**Exercise description**
The whole listing below should be output again, word for word.

**Records for processing**
Content starts

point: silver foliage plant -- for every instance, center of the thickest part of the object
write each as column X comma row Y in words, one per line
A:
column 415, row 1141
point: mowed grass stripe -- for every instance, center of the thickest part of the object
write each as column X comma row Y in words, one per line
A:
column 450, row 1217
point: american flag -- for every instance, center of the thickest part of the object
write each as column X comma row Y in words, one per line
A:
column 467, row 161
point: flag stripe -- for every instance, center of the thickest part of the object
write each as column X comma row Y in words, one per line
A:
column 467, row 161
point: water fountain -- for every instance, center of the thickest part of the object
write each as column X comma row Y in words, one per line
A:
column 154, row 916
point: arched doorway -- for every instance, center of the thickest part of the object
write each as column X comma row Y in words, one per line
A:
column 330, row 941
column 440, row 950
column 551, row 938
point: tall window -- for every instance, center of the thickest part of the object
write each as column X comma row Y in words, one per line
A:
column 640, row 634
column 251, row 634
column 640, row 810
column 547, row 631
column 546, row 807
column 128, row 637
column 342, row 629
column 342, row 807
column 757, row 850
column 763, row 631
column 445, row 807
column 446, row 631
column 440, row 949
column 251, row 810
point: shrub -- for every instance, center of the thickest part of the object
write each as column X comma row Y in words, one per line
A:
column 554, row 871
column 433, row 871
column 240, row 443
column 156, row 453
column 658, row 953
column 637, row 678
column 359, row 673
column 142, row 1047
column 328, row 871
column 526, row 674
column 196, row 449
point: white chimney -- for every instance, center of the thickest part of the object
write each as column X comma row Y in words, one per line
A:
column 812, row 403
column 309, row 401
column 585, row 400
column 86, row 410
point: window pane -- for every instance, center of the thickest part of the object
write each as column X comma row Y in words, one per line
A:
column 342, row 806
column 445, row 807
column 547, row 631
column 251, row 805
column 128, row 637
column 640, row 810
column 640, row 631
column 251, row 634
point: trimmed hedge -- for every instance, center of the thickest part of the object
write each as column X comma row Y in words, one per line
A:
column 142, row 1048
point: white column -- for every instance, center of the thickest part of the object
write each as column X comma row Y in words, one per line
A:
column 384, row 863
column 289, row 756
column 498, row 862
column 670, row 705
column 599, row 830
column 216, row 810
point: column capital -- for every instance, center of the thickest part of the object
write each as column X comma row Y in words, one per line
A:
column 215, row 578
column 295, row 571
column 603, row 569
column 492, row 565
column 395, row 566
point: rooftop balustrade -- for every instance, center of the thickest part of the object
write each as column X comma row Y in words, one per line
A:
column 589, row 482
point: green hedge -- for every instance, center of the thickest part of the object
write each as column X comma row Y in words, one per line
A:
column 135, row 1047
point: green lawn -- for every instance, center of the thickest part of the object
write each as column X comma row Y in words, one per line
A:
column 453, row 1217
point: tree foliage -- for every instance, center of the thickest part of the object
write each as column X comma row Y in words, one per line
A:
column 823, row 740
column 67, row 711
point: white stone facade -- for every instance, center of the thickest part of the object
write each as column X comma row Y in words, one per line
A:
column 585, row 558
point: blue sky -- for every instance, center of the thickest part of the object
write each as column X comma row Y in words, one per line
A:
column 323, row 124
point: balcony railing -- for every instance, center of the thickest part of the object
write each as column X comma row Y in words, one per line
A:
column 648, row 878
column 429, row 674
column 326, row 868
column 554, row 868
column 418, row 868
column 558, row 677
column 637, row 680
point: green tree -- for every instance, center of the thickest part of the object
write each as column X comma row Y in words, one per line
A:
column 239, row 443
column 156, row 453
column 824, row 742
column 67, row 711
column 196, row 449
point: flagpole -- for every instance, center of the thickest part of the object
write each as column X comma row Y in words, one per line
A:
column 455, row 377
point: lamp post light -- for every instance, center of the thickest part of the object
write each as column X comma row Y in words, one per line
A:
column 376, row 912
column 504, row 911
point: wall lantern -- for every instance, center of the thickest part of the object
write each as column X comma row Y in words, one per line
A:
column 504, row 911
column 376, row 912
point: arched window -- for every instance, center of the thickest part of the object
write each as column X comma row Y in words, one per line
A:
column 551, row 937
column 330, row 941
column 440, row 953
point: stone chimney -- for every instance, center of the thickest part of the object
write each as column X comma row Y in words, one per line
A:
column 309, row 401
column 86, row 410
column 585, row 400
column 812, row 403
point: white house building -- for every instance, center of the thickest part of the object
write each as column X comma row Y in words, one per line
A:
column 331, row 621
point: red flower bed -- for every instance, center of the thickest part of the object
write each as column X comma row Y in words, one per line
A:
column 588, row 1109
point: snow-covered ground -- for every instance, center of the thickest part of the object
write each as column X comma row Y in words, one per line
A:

Content ends

**Response**
point: silver foliage plant -- for every instance, center of the thickest part of the object
write each as column X comma row Y in words, one per line
A:
column 415, row 1141
point: mowed grass stripe -- for every instance, center of the thickest part of the object
write each as column X comma row Y in words, one per line
A:
column 450, row 1217
point: american flag -- for every instance, center of the thickest part of the object
write each as column X comma row Y in words, one per line
A:
column 467, row 161
point: flag stripe -- for every instance, center of the thickest part of the object
write each as column X comma row Y in words, one per line
A:
column 467, row 161
point: water fountain -- for every instance, center of the thickest part of the object
write each as column X comma row Y in words, one per line
A:
column 154, row 916
point: arched doorway -- for every instance, center of the thickest part of the object
write each as column X comma row Y in words, one per line
A:
column 330, row 941
column 440, row 950
column 551, row 938
point: tall window -- for every instance, center of the thickest part of the object
write each as column X comma row Y in words, one per line
A:
column 640, row 634
column 251, row 634
column 640, row 810
column 547, row 631
column 546, row 807
column 128, row 637
column 342, row 629
column 342, row 807
column 757, row 850
column 763, row 631
column 445, row 807
column 446, row 631
column 440, row 949
column 251, row 810
point: shrub -- for every instance, center of the thickest part of the object
write each as column X comma row Y in words, one per line
A:
column 554, row 871
column 433, row 871
column 240, row 443
column 156, row 453
column 658, row 953
column 637, row 678
column 359, row 673
column 142, row 1047
column 328, row 871
column 526, row 674
column 196, row 449
point: white chimney -- for every instance, center of the thickest part of the object
write each as column X comma row Y in words, one per line
A:
column 812, row 403
column 309, row 401
column 585, row 400
column 86, row 410
point: window pane -- for every instance, center of the thickest part of the object
write each as column X comma row Y in words, one per line
A:
column 342, row 806
column 445, row 807
column 547, row 631
column 251, row 805
column 128, row 637
column 640, row 810
column 640, row 631
column 251, row 634
point: trimmed hedge -- for every instance, center of the thickest part of the object
write each as column X comma row Y in words, one per line
A:
column 142, row 1048
point: white column -- for every instance, center of the thickest part of the object
write each as column X comma row Y in words, one per line
A:
column 384, row 863
column 289, row 756
column 498, row 862
column 670, row 705
column 599, row 830
column 216, row 810
point: column capital -- for every instance, center of the thickest part of the object
write each as column X comma row Y in words, one per line
A:
column 215, row 578
column 295, row 571
column 603, row 569
column 492, row 565
column 395, row 566
point: rooftop balustrade -- for every instance, center of the thickest part of the object
write each as column X comma row Y in words, one per line
A:
column 589, row 482
point: green hedge -- for every instance, center of the thickest part of the object
write each as column X comma row Y in words, one per line
A:
column 135, row 1047
point: green lawn -- for every instance, center of the thickest part of the object
write each as column X comma row Y in words, one per line
A:
column 453, row 1217
point: tree foliage -- for every instance, center of the thickest part of the object
write each as column X comma row Y in words, one per line
A:
column 823, row 740
column 67, row 711
point: white stone facade -- for every instance, center of the thickest part of the object
write each as column X comma row Y in words, one per line
A:
column 585, row 558
point: blue sky -- for every instance, center of the thickest part of the object
write each as column X comma row Y in words, one per line
A:
column 323, row 124
point: balcony railing -- for every instance, center of the thickest part of the object
write each as column X comma row Y in words, one per line
A:
column 648, row 878
column 429, row 674
column 326, row 868
column 554, row 868
column 418, row 868
column 558, row 677
column 637, row 680
point: green tree -- for every instance, center of the thickest part of the object
write each as column X comma row Y in words, one per line
A:
column 239, row 443
column 156, row 453
column 824, row 742
column 67, row 711
column 196, row 449
point: flagpole -- for every instance, center of the thickest part of the object
write each as column X comma row Y in words, one per line
A:
column 455, row 377
point: lamp post light -- for every instance, center of the thickest part of the object
write each as column X comma row Y in words, one per line
A:
column 376, row 912
column 504, row 911
point: wall lantern -- for every instance, center of the thickest part of the object
write each as column X comma row Y in words, one per line
A:
column 504, row 911
column 376, row 912
point: arched window -- for every instance, center of the thickest part of the object
write each as column X comma row Y in words, one per line
A:
column 551, row 937
column 330, row 941
column 440, row 953
point: stone chimney -- for every instance, center of the thickest part of the object
write each as column X comma row Y in words, one per line
A:
column 309, row 401
column 86, row 410
column 585, row 400
column 812, row 403
point: white house building -- for every instance, center of the thickest part of the object
write each as column X comma row Y in words, one per line
A:
column 331, row 621
point: red flower bed -- for every instance, center of the thickest part of the object
write each as column X comma row Y in words, one per line
A:
column 588, row 1109
point: snow-covered ground -- for every instance, center of the thickest part of the object
write each as column X comma row Y in words, one per line
A:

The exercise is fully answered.